** EXERCISE **
Only the lines that include "mask" should be copied from the data below.

** DATA FOR ANALYSIS **
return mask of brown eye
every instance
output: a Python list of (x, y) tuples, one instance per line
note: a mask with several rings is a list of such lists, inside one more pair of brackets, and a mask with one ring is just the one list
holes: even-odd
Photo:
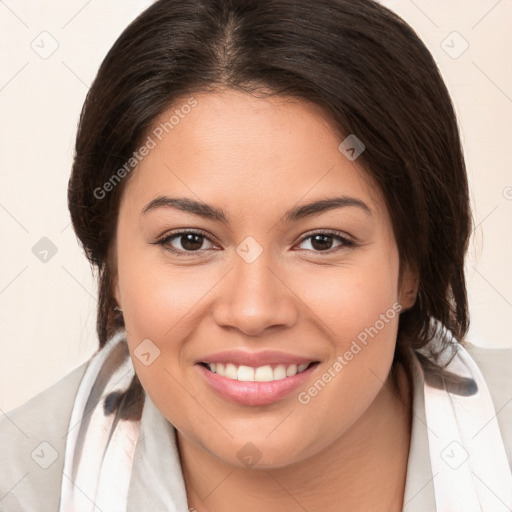
[(333, 244), (332, 235), (314, 235), (311, 237), (311, 246), (315, 250), (324, 251), (330, 249)]
[[(313, 252), (334, 252), (338, 248), (355, 246), (355, 243), (352, 242), (352, 240), (349, 240), (341, 234), (323, 231), (304, 237), (300, 243), (302, 244), (307, 240), (311, 240), (311, 248), (306, 247), (306, 250)], [(338, 244), (333, 246), (335, 241), (337, 241)]]
[(197, 235), (195, 233), (187, 233), (185, 235), (178, 235), (178, 240), (180, 241), (181, 246), (186, 251), (197, 251), (201, 249), (203, 245), (204, 237), (202, 235)]
[[(204, 247), (205, 242), (210, 243), (211, 246)], [(158, 240), (156, 244), (163, 245), (165, 250), (176, 254), (201, 252), (203, 250), (211, 249), (212, 246), (214, 246), (209, 237), (203, 233), (195, 231), (171, 233)]]

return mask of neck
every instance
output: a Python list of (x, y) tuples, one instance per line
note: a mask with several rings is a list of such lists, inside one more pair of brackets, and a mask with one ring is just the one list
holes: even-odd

** RESPONSE TO THIS TASK **
return mask of brown eye
note: a mask with several rings is a list of such lists, inside one more pair of brackets, and a mask with one ring is just the one list
return mask of neck
note: a mask with several rings is a list of such lists, inside one more pair of brackets, and a mask with one ring is just the one list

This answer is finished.